◆ **EXERCISE**:
Write out each record below exactly as it appears, with no pictures.
########
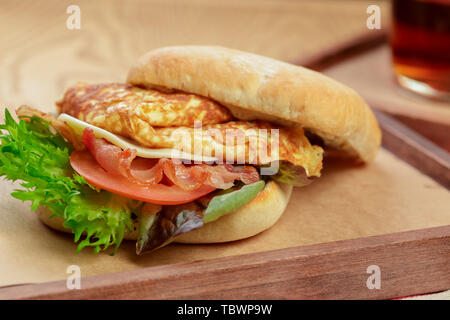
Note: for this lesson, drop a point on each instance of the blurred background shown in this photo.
(40, 55)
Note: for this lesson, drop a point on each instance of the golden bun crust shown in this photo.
(256, 216)
(256, 87)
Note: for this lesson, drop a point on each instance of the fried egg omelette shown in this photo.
(166, 120)
(200, 145)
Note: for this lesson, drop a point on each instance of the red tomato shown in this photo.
(83, 163)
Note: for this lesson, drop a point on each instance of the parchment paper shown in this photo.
(346, 202)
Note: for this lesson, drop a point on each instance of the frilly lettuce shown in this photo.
(32, 152)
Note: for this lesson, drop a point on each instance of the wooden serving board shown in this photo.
(411, 262)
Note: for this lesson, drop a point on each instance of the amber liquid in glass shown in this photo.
(420, 42)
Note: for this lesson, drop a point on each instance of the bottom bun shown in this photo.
(256, 216)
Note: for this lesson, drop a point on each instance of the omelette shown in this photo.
(171, 120)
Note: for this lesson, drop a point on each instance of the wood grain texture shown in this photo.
(415, 149)
(40, 57)
(335, 270)
(370, 74)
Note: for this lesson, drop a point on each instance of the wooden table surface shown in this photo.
(40, 56)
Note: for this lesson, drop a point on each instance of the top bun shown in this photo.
(256, 87)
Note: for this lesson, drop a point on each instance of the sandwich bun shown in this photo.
########
◆ **TASK ANSWER**:
Note: for this lesson, drop a point on each instance of the blurred background shown in this photo.
(40, 55)
Note: for this lesson, drop a point on each instance of the golden bun crust shown in this photo.
(256, 216)
(256, 87)
Note: for this lesson, drop a point on each instance of the fried egg omelette shown in this photo.
(166, 120)
(200, 145)
Note: for this lesson, drop a point on each instance of the red tomato shown in this photo.
(83, 163)
Note: for this lesson, drop a point on each instance of the parchment paper shown in this photo.
(346, 202)
Note: for this lesson, drop a point on each instance of the frilly lettuce shown in this photo.
(32, 152)
Note: for this lesson, drop a point on each instance of the wooden serving board shown in this photo.
(411, 262)
Note: for this lesson, drop a point on each instance of the amber liquid in glass shown in this photo.
(420, 42)
Note: for this lesson, drop a point on each instance of the bottom bun shown in this photo.
(256, 216)
Note: for this lesson, drop a point on each instance of the omelette shown in this photo.
(171, 120)
Note: for this lesson, drop a point on each instance of the wood grain texture shown in this photo.
(415, 149)
(40, 57)
(335, 270)
(370, 74)
Note: for this lesson, drop a point on each instance of the wooden table surface shown in this photo.
(40, 56)
Note: for this lesson, drop a point on each instance of the top bun shown in this photo.
(256, 87)
Note: for this lesson, drop a point on each instance of the sandwich bun shown in this photo.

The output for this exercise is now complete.